## DataFrame
- Immutable, Lazy Evaluations(Action에서 수행), Distributed
- sql 문을 사용하기 위해 Table 형식으로 만들어줌
- 구조적 데이터 처리, RDBMS 처럼 컬럼으로 구성된 분산 데이터 컬렉션

In [1]:
import findspark
findspark.init()

In [2]:
from pyspark.sql import SparkSession
spark = SparkSession.builder.getOrCreate()

In [3]:
spark

In [4]:
from pyspark import SparkContext
sc = SparkContext.getOrCreate()

In [5]:
sc

### RDD vs DataFrame
- DataFrame : row 객체를 가지고 scheme 가 있는 구조화된 데이터로 만들어줌
- RDD : scheme 없음
- sql 문을 쓰려면 table 형태로 데이터 타입이 붙은 구조화된 데이터로 만들어 줘야함
- jdbc 가지고 여기저기 활용할 수 있음

In [6]:
# read csv
df = spark.read.csv("data/ages.csv")

In [7]:
# 자동으로 구조화된 데이터로 만들어줌 
df.dtypes

[('_c0', 'string'), ('_c1', 'string')]

In [8]:
# read format json
df = spark.read.format('json').load('data/people.json')

In [9]:
df.dtypes

[('age', 'bigint'), ('name', 'string')]

In [10]:
df.collect()

[Row(age=None, name='Michael'),
 Row(age=30, name='Andy'),
 Row(age=19, name='Justin')]

In [11]:
rdd = sc.textFile('data/people.json')

In [12]:
rdd.collect()

['{"name":"Michael"}',
 '{"name":"Andy", "age":30}',
 '{"name":"Justin", "age":19}']

In [13]:
# RDD로 부터 DataFrame 생성 
df_rdd = spark.read.json(rdd)

In [14]:
df_rdd

DataFrame[age: bigint, name: string]

In [65]:
# rdd 로 부터 데이터 객체 하나 생성해서 테이블 생성후 sql 쓰기 
rdd = sc.parallelize((
    """
        {
            "id":"123",
            "name":"Katie",
            "age":19,
            "eyeColor":"brown"
        }
    """,
    """
       {
            "id":"234",
            "name":"Michael",
            "age":22,
            "eyeColor":"green"
        }
    """,
    """
       {
            "id":"345",
            "name":"Simone",
            "age":23,
            "eyeColor":"blue"
        }
    """
))

In [66]:
rdd.collect()

['\n        {\n            "id":"123",\n            "name":"Katie",\n            "age":19,\n            "eyeColor":"brown"\n        }\n    ',
 '\n       {\n            "id":"234",\n            "name":"Michael",\n            "age":22,\n            "eyeColor":"green"\n        }\n    ',
 '\n       {\n            "id":"345",\n            "name":"Simone",\n            "age":23,\n            "eyeColor":"blue"\n        }\n    ']

In [70]:
# 데이터를 넣고 data frame 으로 바꿔주면 추론해서 scheme 로 만들어줌 
df = spark.read.json(rdd)

In [71]:
df

DataFrame[age: bigint, eyeColor: string, id: string, name: string]

### 임시테이블 생성
- createOrReplaceTempView
- view 테이블을 즉석에서 만듬

In [72]:
# df 를 가지고 view table 하나 생성
df.createOrReplaceTempView("test")

In [73]:
# 함수로 가져오기 
df.show()

§ §

### [할 일]
위의 PySpark DataFrame 실습 글을 마지막 줄 다음부터 이어서 써 주시겠어요? 뒤에 나오는 레코드는 이번 작업에 쓰지 않아도 됩니다.

### [제공된 레코드]
§ §

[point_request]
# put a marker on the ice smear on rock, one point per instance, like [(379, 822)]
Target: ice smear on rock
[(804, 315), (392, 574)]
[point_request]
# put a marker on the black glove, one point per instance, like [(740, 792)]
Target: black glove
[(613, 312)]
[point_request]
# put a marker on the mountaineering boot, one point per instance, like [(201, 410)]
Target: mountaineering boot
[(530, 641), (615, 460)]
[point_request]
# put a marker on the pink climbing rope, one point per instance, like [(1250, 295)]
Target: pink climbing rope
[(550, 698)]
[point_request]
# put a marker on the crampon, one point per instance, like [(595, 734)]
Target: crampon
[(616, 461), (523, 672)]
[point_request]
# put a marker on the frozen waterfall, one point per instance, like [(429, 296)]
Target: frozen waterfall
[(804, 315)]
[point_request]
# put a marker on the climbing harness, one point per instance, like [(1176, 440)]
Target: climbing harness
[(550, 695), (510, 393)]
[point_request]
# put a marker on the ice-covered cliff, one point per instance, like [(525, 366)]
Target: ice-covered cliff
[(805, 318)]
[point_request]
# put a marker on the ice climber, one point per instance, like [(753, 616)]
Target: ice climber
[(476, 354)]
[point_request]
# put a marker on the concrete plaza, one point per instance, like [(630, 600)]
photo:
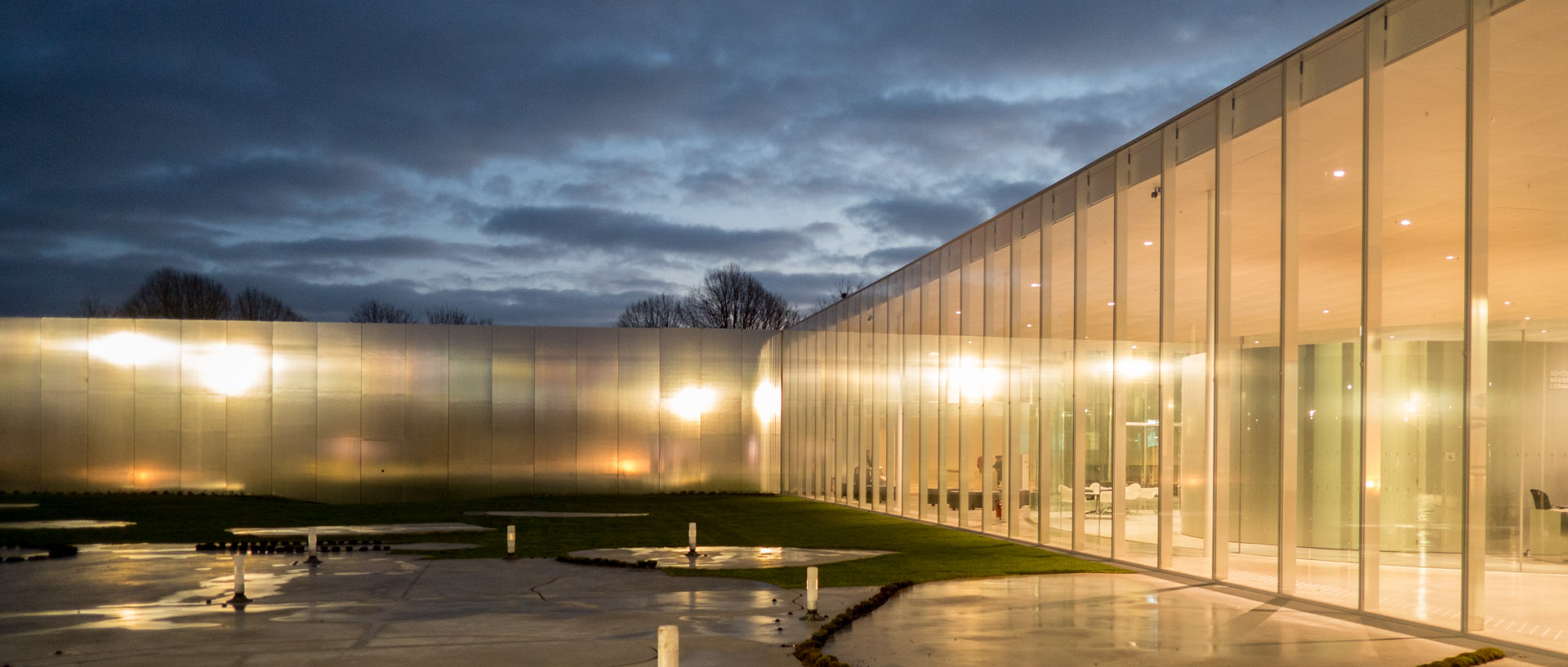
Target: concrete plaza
[(154, 605)]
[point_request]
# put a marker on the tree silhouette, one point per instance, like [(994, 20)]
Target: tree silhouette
[(177, 295), (372, 310), (446, 315), (731, 298), (259, 305), (661, 310), (93, 307)]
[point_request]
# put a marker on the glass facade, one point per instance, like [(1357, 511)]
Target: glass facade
[(1308, 337)]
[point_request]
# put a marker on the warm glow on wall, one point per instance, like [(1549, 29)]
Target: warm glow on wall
[(129, 349), (690, 402), (233, 368), (767, 401)]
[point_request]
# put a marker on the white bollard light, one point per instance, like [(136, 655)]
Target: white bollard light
[(310, 540), (811, 592), (668, 646), (238, 580)]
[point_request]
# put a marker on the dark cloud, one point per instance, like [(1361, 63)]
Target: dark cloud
[(608, 229), (916, 218), (518, 158)]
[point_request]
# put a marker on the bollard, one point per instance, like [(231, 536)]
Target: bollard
[(238, 580), (670, 646), (811, 595), (311, 547)]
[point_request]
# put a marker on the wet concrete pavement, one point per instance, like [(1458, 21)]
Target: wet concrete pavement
[(163, 605), (1126, 620)]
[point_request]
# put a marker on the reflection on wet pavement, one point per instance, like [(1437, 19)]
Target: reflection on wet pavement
[(731, 558), (550, 514), (66, 523), (369, 530)]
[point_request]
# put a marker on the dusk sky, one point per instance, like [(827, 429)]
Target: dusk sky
[(548, 163)]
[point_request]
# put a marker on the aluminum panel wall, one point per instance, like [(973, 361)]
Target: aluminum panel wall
[(679, 421), (156, 448), (63, 428), (598, 398), (20, 402), (295, 409), (511, 417), (637, 373), (383, 412), (112, 394), (720, 438), (240, 367), (470, 417), (555, 411), (383, 404), (204, 412), (427, 451), (339, 400)]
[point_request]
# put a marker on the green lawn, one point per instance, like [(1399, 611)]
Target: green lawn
[(924, 552)]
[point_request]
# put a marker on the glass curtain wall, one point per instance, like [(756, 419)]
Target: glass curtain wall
[(1308, 337)]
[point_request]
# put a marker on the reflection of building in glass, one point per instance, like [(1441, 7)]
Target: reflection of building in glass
[(1308, 337)]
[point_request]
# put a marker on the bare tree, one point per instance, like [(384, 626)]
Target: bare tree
[(93, 307), (372, 310), (661, 310), (259, 305), (177, 295), (731, 298), (446, 315)]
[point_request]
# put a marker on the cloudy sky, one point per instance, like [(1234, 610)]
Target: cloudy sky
[(550, 162)]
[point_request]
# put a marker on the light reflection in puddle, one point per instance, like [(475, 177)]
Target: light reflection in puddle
[(731, 558), (65, 523)]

§ §

### [답변]
+---+--------+---+-------+
|age|eyeColor| id|   name|
+---+--------+---+-------+
| 19|   brown|123|  Katie|
| 22|   green|234|Michael|
| 23|    blue|345| Simone|
+---+--------+---+-------+



In [69]:
df.printSchema()

root
 |-- id: long (nullable = true)
 |-- name: string (nullable = true)
 |-- age: long (nullable = true)
 |-- eyeColor: string (nullable = true)



In [29]:
# data frame 은 row 로 관리하니깐 row 로 가져옴 
# sql 문으로 가져오기 --> return dataframe
# collect() --> return row 
spark.sql("select * from test").collect()

[Row(age=19, eyeColor='brown', id='123', name='Katie'),
 Row(age=22, eyeColor='green', id='234', name='Michael'),
 Row(age=23, eyeColor='blue', id='345', name='Simone')]

In [74]:
spark.sql("select count(*) from test").show()

+--------+
|count(1)|
+--------+
|       3|
+--------+



In [110]:
spark.sql("select id, age from test where age = 22").show()

+---+---+
| id|age|
+---+---+
|234| 22|
+---+---+



In [75]:
df.select("id","age").show()

+---+---+
| id|age|
+---+---+
|123| 19|
|234| 22|
|345| 23|
+---+---+



In [77]:
df.select("id","age").filter("age==22").show()

+---+---+
| id|age|
+---+---+
|234| 22|
+---+---+



In [78]:
df.select(df.id, df.age).show()

+---+---+
| id|age|
+---+---+
|123| 19|
|234| 22|
|345| 23|
+---+---+



### table sheme 구조 설정하기

In [16]:
rdd = sc.parallelize(
    [
        (123, "Soojung", 26, "brown"),
        (456, "hyeyoung", 26, "black"),
        (789, "minji", 29, "yello")

    ]
)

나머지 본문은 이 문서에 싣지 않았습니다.